● **Reading text**

= = = =

My new team leader was actually quite down to Earth, and unlike the rest of the managers, wasn't solely driven on results or empty promises. He treated his team members as people rather than number and gave them the respect of equals. In his eyes, he was no different than us; I admired his management style quite a lot, even if I was only on his team for half a month. After many chats, I told him of my resolve to leave my position and that I would start looking for new work - and he was not at all surprised. We talked about it often that I was good at this job, had the potential to be great, but I gained no satisfaction from it. He told me he supported any decision I would make professionally, and I definitely held him to that. We ended up having a friendly relationship that kept at the company definitely longer than I would've without it. As a culmination of all these things, and my constant feeling of wasting time behind a desk rather than being with Fiona, I quit my job the second I got a notice back from my next career path I've decided to pursue. While everyone but my manager was surprised, they all wished me the best, and I thanked them for the opportunity genuinely. That company did a lot for it's employees - I just couldn't bear to be one. Not for another moment, and certainly not for the rest of my life.

Now that I had bailed on the sales, I am pursuing a job in Law Enforcement. While working in the sales sector, I've come to understand it is absolutely essential to make sure that what you're doing (not just why you're doing it) is a meaningful act. As a telemarketer, I knew my product was good, my company's service was excellent, and we would make a vast improvement in any client we took on - so long as they did their part for their business as well. But there was no satisfaction as I could not see those effects, and everything about the process was an uphill battle. I felt that I was helping people who did not care to be helped, and didn't really appreciate the help either, and all it did was line their pockets with more money, or rob them to put it in ours. It became a matter of the act I did in performing the job was just a means to an end, and that end was primarily a paycheck. I honestly found more satisfaction serving at a bar and seeing people atleast having a good time with a beer in their hand. As a result, I've decided to join the Police because I know that every act I will do during the day would be conducive to both an immediate satisfaction of protecting and serving, as well as get me a financial gain. Moreover, I have the opportunity to move up to more intellectually stimulating positions, and I can work just about anywhere I like in the U.S., and higher up there are opportunities abroad if I am determined to pursue them. To me, this could be the first step in a line of work that could actually be rewarding and long term. I have to say... I am thrilled about it. Seriously.

 And while that sounds all good and dandy, and I'm certainly excited about it, I've found that I underestimated the hiring process.... and I've found myself with a 3 month lull until I could be potentially admitted into the program. So... what now? I've taken my first exam and passed, but I still wont have my next til mid August. It was definitely worth it for my two weeks of 100% devoted time to Fiona, but now I have to start from scratch again. Luckily I'm situated in a busy part of town, so there's plenty of places to apply to... but it seems like I'm back to square one again. Time to get back on the horse after an amazing vacation with my girlfriend, and hit the restart button. It's easy to see it as 2 steps forward, 3 steps back, but at least I know I'm moving in the right direction.

= = = =

(Image location labeling rows)
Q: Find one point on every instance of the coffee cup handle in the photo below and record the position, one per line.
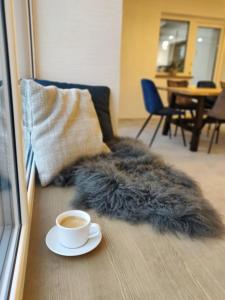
(94, 230)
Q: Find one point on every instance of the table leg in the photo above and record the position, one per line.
(198, 125)
(166, 126)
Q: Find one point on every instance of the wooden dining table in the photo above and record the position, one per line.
(199, 94)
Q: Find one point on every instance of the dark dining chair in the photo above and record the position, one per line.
(182, 103)
(154, 106)
(222, 84)
(209, 101)
(217, 115)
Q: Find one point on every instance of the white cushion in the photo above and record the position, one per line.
(63, 125)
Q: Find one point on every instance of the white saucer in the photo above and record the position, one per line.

= = = =

● **Set of tasks**
A. In the passage about leaving a sales job, how long was the writer on the new team leader's team?
B. Rewrite the rows, requests included, beginning at the line that contains "Q: Find one point on every instance of the table" and ending with the last of the rows. Increase every coordinate value in the answers by 91.

● **Solutions to the tasks**
A. Half a month.

B.
Q: Find one point on every instance of the table leg in the photo above and record the position, one per line.
(289, 216)
(257, 217)
Q: Find one point on every instance of the wooden dining table in the photo above and record the position, one per line.
(290, 185)
Q: Find one point on every instance of the dark dining chair in the photo above and record the position, one per line.
(273, 194)
(245, 197)
(313, 175)
(300, 192)
(308, 206)
Q: Find one point on every instance of the white cushion in the photo above and record the position, one per line.
(154, 216)
Q: Find one point on every instance of the white saucer in the photo above and record the position, one per line.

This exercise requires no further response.